[Extracted entries]
_ _ _ _ _ _ _
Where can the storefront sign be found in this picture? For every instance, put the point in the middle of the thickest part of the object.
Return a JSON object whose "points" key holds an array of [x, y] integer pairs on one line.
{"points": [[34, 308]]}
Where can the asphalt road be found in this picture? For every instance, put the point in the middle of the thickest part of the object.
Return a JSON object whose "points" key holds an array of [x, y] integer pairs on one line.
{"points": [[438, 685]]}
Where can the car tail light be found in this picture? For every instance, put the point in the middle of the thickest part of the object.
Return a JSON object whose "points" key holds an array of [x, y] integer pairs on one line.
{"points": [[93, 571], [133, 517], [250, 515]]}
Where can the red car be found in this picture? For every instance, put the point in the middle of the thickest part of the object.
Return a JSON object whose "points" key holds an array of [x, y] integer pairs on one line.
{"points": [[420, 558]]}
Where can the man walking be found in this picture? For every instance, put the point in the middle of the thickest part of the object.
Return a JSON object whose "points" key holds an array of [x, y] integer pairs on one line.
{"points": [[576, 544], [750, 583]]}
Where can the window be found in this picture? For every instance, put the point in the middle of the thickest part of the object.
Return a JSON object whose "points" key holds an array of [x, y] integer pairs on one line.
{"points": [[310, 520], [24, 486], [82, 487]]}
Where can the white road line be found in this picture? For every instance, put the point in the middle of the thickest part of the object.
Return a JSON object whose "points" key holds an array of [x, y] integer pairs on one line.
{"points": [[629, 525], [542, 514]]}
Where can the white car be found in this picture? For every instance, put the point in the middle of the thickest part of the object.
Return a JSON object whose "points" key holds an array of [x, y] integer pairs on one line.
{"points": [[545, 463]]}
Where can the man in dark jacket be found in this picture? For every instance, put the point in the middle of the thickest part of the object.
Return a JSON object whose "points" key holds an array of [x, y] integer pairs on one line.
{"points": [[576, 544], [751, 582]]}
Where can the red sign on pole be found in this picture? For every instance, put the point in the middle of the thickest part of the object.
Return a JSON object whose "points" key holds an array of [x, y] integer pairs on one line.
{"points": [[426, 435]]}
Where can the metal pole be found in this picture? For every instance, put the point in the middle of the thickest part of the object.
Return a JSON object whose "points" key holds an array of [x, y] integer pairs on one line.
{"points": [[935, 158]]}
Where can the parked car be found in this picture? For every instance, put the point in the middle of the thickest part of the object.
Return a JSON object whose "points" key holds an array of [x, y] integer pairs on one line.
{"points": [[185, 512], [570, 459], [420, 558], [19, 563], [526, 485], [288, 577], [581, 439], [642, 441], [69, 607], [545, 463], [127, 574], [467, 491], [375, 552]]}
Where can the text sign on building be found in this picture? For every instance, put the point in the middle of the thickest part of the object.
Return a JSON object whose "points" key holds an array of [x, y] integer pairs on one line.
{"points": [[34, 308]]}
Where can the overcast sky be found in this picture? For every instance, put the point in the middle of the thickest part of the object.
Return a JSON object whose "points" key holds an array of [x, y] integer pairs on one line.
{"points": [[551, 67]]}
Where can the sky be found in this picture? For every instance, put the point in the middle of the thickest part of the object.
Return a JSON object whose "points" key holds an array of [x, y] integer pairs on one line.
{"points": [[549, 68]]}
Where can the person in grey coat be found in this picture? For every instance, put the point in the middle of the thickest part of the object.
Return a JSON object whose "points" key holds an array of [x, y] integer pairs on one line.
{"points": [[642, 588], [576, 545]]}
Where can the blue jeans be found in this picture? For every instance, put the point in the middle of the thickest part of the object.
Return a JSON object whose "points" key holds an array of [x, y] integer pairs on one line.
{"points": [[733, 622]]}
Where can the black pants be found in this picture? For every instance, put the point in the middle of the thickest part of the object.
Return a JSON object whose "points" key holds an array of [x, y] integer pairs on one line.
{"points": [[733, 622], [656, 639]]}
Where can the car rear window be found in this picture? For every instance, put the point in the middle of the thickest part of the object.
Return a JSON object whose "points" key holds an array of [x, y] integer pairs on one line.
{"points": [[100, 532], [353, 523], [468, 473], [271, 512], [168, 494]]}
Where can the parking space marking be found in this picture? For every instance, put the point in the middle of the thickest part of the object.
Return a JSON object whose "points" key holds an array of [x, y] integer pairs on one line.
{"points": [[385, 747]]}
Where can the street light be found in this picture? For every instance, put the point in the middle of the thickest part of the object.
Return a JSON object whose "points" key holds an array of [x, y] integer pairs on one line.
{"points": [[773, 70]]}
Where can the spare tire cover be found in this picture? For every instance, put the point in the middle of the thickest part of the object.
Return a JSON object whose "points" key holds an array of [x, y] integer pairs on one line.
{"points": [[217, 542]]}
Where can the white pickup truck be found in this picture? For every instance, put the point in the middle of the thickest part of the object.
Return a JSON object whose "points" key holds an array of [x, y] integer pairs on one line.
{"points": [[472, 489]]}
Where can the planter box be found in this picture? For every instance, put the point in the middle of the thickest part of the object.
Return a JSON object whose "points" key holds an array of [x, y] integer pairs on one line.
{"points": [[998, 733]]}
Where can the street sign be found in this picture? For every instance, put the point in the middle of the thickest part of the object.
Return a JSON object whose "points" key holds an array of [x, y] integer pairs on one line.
_ _ _ _ _ _ _
[What to produce]
Each line from the one containing "Where can the car rear" to the final line of the entries above must be returned exactly, and no other line may appear.

[Written reply]
Where can the car rear window be found in this picture? For every instance, put the point in the middle of the thickest part of the object.
Return a JSON object whose "points" key holds an array of [x, y] integer pairs on one line.
{"points": [[100, 532], [353, 523], [468, 473], [271, 512], [168, 494]]}
Where can the parking space marking be found in this picture? For every instance, put the point in the middle of the thickest part of the object.
Return a JSON object whose "points" key holds an array of [x, y] integer pairs on one line.
{"points": [[385, 747]]}
Where can the street light be found in this picture? For every instance, put the point in the middle of the thickest part of the object.
Return a JSON object whose "points" key holds an array of [x, y] integer pairs on one line.
{"points": [[773, 70]]}
Where can the spare tire cover be found in this picture? For every instance, put the point in the middle of the thickest part of the object.
Return a JSON object whose "points" key holds an array of [x, y] integer pairs on one line.
{"points": [[217, 542]]}
Where can the white pickup truck be found in this picture? For every instance, put the point in the middle of the thickest part of the object.
Return a JSON object whose "points" key holds an array of [x, y] integer pairs on one line.
{"points": [[472, 489]]}
Where can the planter box be found in this picture? For every instance, put the point in the middle of the thickest part of the object.
Return a JSON object whose "points" key holds an array of [x, y] integer pairs on one line.
{"points": [[998, 733]]}
Where can the street sign be found in this picture? For every instance, put the point in the middle of the thickest part of the object.
Return a JSON object whose "points" key holds an array of [x, y] integer pairs on one line.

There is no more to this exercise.